ESTRATTO DEL TESTO:
KARL ZELLER. Vorrei porre due domande al professor Antonini sul tema dell'interesse nazionale, che a suo parere, con la soluzione ora proposta non comporta menomazioni significative dei poteri regionali. Ritiene che il principio di sussidiarietà, come interpretato dalla sentenza della Corte Costituzionale n. 303 del 2003, sia sufficiente per delineare gli ambiti di competenza tra Stato e regioni? L'interesse nazionale non potrebbe rappresentare un grimaldello, non solo per annullare leggi regionali ritenute in contrasto con l'interesse nazionale, ma anche per consentire interventi positivi simili alla funzione di indirizzo e coordinamento del Governo?

ESTRATTI DEL DATASET:
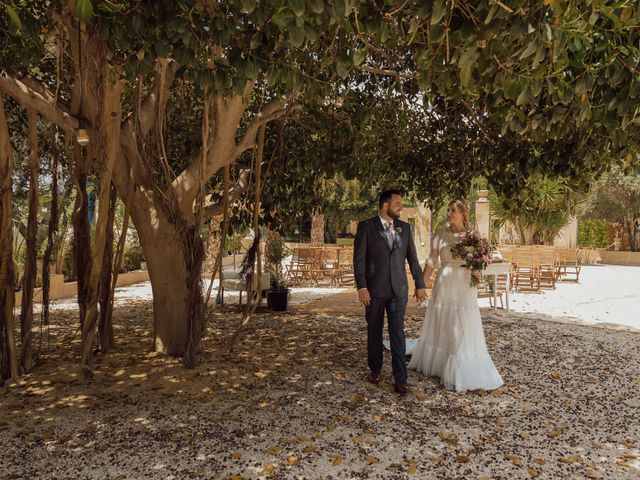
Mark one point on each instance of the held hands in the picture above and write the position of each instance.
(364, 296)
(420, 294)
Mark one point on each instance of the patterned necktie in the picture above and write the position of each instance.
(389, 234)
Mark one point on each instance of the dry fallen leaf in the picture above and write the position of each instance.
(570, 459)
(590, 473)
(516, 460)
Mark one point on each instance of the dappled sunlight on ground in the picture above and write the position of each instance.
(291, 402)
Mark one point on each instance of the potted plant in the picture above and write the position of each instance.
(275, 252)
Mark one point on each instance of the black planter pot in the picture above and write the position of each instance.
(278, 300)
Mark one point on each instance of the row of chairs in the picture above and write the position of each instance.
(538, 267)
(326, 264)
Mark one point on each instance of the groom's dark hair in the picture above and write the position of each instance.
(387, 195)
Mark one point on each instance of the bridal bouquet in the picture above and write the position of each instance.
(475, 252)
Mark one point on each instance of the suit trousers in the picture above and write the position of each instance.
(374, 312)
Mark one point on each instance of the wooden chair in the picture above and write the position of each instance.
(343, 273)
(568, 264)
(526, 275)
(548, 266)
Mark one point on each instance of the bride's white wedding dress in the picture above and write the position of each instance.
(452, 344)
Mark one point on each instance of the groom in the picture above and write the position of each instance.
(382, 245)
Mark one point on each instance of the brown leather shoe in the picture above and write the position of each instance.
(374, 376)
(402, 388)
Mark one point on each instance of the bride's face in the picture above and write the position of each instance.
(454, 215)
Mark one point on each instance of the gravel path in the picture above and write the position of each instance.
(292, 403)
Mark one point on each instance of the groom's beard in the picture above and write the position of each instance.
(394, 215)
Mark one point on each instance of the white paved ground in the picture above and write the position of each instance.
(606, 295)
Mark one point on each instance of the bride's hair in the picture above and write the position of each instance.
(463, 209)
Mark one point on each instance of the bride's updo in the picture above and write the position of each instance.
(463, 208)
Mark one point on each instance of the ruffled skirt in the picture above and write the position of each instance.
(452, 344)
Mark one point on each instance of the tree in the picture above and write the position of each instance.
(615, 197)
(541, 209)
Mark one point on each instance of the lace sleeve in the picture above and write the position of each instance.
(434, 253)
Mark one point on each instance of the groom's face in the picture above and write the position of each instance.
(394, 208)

* * *

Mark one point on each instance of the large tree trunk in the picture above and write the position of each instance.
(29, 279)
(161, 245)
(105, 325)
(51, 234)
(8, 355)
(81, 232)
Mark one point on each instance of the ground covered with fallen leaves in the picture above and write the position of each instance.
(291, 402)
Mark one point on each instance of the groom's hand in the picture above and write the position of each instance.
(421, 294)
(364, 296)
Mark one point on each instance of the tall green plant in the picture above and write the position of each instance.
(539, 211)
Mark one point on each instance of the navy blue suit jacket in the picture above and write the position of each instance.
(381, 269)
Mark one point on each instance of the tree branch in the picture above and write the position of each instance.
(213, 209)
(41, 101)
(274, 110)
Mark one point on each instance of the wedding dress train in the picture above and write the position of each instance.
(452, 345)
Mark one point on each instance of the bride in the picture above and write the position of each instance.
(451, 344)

CONSEGNA 1:
Ricopia dal testo sull'interesse nazionale il passo compreso tra "KARL ZELLER. Vorrei" e "coordinamento del Governo?", estremi inclusi.
CONSEGNA 2:
Prosegui il testo sull'interesse nazionale a partire dalla sua ultima frase.
I record sono materiale a sé stante, distinto dal testo sull'interesse nazionale.

RISPOSTA SCRITTA 1:
KARL ZELLER. Vorrei porre due domande al professor Antonini sul tema dell'interesse nazionale, che a suo parere, con la soluzione ora proposta non comporta menomazioni significative dei poteri regionali. Ritiene che il principio di sussidiarietà, come interpretato dalla sentenza della Corte Costituzionale n. 303 del 2003, sia sufficiente per delineare gli ambiti di competenza tra Stato e regioni? L'interesse nazionale non potrebbe rappresentare un grimaldello, non solo per annullare leggi regionali ritenute in contrasto con l'interesse nazionale, ma anche per consentire interventi positivi simili alla funzione di indirizzo e coordinamento del Governo?

RISPOSTA SCRITTA 2:
MARCO BOATO. Ringrazio i nostri due interlocutori e faccio loro alcune domande. In particolare dal professor Olivetti, che ha affrontato la questione della forma di Governo, vorrei un parere su quanto è previsto dalla forma anomala di sfiducia costruttiva indicata dal secondo comma dell'articolo 88 della Costituzione, come modificato dal disegno di legge. In base a quanto previsto da questo articolo non ci sarebbe alcun voto da parte del Parlamento, ci sarebbe invece una raccolta di firme, forse verificate dagli uffici della Camera, che farebbe riferimento al risultato delle elezioni e null'altro dal punto vista parlamentare.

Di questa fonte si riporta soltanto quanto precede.